Task input.
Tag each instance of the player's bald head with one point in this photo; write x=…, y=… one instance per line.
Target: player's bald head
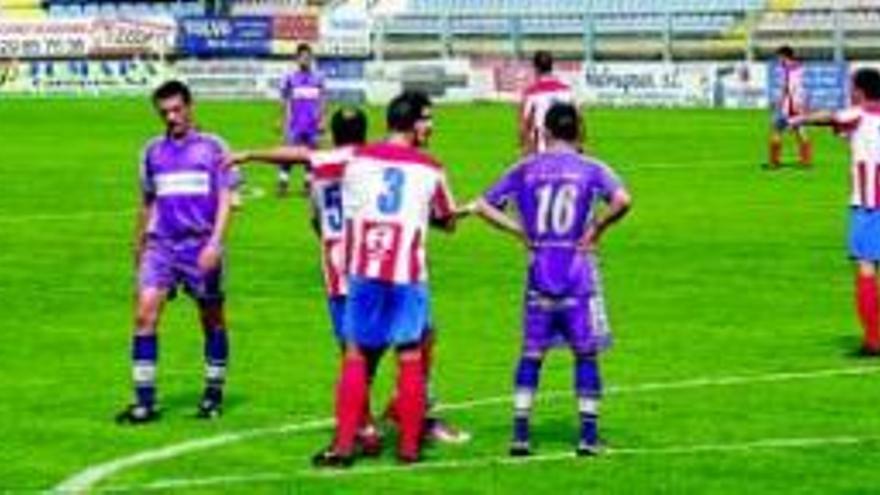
x=867, y=81
x=349, y=126
x=406, y=110
x=562, y=122
x=543, y=62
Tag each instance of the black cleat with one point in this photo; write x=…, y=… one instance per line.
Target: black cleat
x=137, y=414
x=585, y=449
x=331, y=459
x=209, y=409
x=370, y=441
x=520, y=449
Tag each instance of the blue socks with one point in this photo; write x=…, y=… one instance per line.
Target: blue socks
x=144, y=354
x=216, y=356
x=526, y=380
x=588, y=388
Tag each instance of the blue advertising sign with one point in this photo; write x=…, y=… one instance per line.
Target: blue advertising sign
x=225, y=35
x=826, y=84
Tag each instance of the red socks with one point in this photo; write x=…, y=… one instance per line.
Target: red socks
x=805, y=151
x=869, y=312
x=775, y=152
x=410, y=406
x=351, y=399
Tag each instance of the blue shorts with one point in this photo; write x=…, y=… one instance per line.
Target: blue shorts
x=864, y=234
x=336, y=306
x=381, y=314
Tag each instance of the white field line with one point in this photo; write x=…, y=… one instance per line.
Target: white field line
x=84, y=480
x=498, y=461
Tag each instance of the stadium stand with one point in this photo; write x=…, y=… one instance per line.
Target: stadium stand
x=22, y=9
x=80, y=8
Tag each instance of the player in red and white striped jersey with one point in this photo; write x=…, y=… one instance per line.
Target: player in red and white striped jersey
x=393, y=192
x=791, y=104
x=543, y=93
x=861, y=125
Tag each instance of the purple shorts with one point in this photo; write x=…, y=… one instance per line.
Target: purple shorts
x=166, y=266
x=576, y=321
x=295, y=137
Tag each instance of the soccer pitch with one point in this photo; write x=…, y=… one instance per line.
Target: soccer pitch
x=728, y=287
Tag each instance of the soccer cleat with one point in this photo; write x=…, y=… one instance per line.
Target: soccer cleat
x=330, y=458
x=585, y=449
x=370, y=441
x=209, y=409
x=409, y=458
x=437, y=430
x=520, y=448
x=137, y=414
x=867, y=351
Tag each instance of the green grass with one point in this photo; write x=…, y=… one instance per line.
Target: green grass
x=721, y=270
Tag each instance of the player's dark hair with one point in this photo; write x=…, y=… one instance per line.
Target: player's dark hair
x=562, y=122
x=406, y=109
x=349, y=126
x=868, y=81
x=170, y=89
x=543, y=62
x=785, y=51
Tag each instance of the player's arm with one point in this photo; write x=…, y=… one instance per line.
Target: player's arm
x=209, y=257
x=494, y=216
x=281, y=155
x=141, y=219
x=443, y=210
x=618, y=206
x=819, y=118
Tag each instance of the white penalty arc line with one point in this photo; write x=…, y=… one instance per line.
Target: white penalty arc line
x=88, y=478
x=497, y=461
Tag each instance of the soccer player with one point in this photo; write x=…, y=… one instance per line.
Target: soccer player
x=182, y=222
x=392, y=192
x=302, y=94
x=792, y=102
x=860, y=123
x=554, y=192
x=538, y=97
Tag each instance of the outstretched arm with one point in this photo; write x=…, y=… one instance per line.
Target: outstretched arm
x=619, y=206
x=494, y=216
x=281, y=155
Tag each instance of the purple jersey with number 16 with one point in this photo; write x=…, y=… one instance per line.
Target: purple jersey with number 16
x=554, y=193
x=303, y=92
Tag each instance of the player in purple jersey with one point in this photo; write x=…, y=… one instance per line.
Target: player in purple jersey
x=554, y=192
x=181, y=225
x=302, y=95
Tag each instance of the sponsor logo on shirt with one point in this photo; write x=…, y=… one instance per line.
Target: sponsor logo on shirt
x=183, y=184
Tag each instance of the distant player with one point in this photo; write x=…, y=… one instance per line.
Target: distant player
x=184, y=214
x=554, y=193
x=302, y=94
x=392, y=192
x=860, y=123
x=792, y=103
x=537, y=99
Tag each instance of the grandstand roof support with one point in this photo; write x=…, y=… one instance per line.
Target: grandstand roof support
x=589, y=37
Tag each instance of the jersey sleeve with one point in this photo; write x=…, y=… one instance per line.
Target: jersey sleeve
x=285, y=87
x=606, y=182
x=500, y=193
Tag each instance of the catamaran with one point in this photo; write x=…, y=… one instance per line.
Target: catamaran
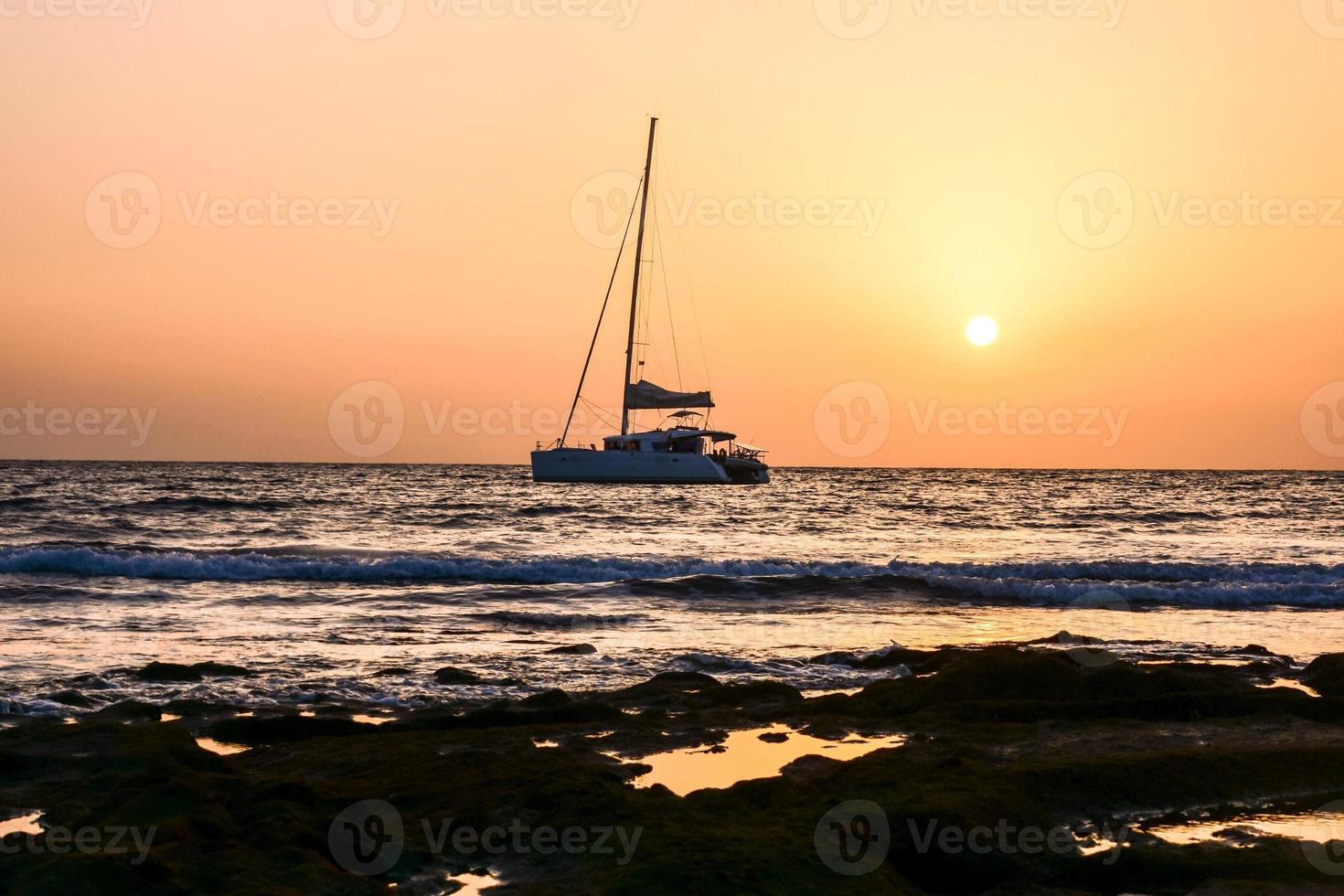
x=683, y=449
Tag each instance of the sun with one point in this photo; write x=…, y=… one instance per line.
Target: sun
x=983, y=331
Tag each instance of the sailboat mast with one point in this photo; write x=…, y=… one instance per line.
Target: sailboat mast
x=635, y=294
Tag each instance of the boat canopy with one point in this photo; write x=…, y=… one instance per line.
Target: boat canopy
x=646, y=397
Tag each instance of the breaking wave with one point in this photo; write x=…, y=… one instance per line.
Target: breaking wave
x=1093, y=583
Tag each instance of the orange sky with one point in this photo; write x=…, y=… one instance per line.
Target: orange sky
x=266, y=140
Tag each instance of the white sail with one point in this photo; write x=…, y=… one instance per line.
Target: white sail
x=646, y=397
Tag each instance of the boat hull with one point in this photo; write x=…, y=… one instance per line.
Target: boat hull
x=634, y=468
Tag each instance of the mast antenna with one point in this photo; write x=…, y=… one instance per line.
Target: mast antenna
x=635, y=294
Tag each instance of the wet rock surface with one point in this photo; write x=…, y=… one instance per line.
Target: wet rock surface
x=1000, y=741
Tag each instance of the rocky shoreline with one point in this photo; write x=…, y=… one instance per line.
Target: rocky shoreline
x=1020, y=769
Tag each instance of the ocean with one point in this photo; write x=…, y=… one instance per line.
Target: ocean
x=355, y=583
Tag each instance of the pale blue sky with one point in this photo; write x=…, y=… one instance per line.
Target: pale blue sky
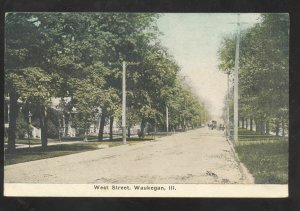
x=193, y=39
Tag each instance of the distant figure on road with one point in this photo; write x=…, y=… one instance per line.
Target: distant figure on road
x=212, y=125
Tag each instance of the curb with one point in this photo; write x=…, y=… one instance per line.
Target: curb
x=247, y=177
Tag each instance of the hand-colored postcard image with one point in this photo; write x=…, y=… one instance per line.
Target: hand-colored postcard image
x=146, y=104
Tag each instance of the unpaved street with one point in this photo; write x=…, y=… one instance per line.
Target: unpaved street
x=197, y=156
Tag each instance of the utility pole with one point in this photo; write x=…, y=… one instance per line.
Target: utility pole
x=124, y=102
x=167, y=119
x=124, y=65
x=228, y=119
x=236, y=80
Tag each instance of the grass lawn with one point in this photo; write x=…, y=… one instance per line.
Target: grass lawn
x=266, y=157
x=36, y=153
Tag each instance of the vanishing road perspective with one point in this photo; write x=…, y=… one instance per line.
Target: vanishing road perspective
x=180, y=158
x=146, y=98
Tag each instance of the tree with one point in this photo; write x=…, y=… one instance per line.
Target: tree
x=263, y=73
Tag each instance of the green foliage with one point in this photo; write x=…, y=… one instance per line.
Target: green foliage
x=263, y=73
x=22, y=126
x=267, y=161
x=75, y=55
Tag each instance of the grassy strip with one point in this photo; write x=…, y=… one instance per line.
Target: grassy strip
x=37, y=153
x=265, y=158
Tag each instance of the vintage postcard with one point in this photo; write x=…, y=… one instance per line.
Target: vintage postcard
x=146, y=104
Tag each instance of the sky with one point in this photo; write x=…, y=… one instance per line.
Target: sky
x=193, y=39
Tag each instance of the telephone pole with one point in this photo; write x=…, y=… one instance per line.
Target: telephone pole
x=167, y=119
x=236, y=80
x=124, y=65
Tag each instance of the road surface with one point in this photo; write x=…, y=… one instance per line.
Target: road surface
x=200, y=156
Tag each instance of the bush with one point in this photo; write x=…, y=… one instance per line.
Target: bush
x=22, y=126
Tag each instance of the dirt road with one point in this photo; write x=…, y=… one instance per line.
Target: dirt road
x=198, y=156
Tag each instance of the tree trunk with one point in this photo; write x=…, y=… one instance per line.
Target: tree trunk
x=44, y=127
x=128, y=131
x=111, y=124
x=282, y=125
x=268, y=128
x=13, y=114
x=277, y=128
x=101, y=127
x=142, y=128
x=243, y=120
x=85, y=134
x=263, y=127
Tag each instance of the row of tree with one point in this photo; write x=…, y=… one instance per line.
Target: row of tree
x=263, y=73
x=76, y=55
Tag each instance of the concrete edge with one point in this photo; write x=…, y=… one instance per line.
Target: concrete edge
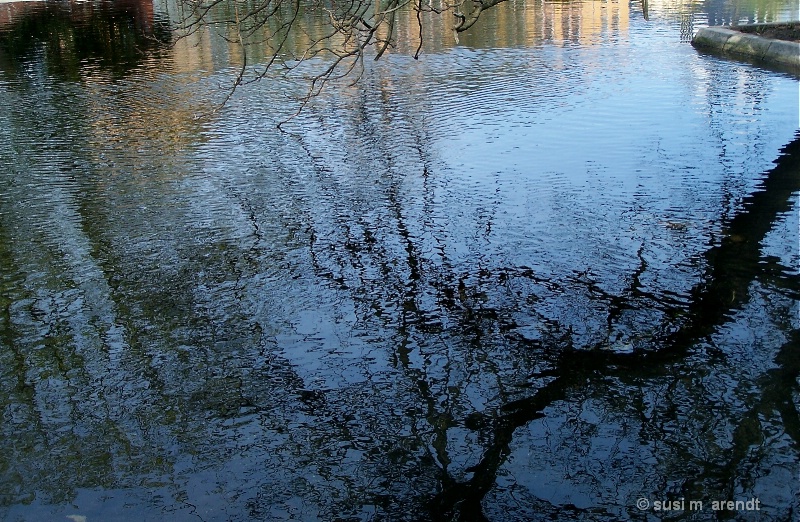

Your objective.
Reproduce the lines between the one holding "Tag each instance of the soccer pitch" and the one holding "x=867, y=351", inclusive, renaming "cleat" to "boot" and keeping everything else the same.

Completed exercise.
Tag each instance of the soccer pitch with one point in this photo; write x=…, y=… one instance per line.
Target: soccer pitch
x=728, y=287
Tag each instance of the soccer boot with one point in this photo; write x=…, y=… one instance per line.
Target: soccer boot
x=330, y=458
x=585, y=449
x=370, y=441
x=209, y=409
x=409, y=458
x=437, y=430
x=520, y=448
x=137, y=414
x=867, y=351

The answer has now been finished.